PROBLEM DESCRIPTION: Pull every line containing "dark" from the listing.
______
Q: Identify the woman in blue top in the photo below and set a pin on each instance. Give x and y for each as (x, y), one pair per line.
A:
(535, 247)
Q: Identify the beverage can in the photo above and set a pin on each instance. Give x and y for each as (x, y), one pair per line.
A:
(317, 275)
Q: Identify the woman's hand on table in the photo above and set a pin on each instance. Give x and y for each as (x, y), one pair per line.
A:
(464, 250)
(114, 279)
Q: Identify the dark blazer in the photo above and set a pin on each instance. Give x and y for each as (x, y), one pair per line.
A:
______
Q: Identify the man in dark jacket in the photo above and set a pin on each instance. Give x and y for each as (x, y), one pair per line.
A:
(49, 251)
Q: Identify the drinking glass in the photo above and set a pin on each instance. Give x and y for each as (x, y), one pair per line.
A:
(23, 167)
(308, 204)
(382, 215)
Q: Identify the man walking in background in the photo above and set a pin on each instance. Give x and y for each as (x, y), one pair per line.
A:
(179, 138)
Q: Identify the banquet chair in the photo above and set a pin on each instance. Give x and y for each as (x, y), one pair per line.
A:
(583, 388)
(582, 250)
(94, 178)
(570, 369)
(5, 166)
______
RESULT OF THIS TASK:
Q: Identify the dark blazer in the photo above and set a pin on each instance. Give x and y for each as (x, y), one pair per line.
Q: Identify the man in dark jacket in the photo above and set a pin on each instance. Give x and y for each as (x, y), one pair per line.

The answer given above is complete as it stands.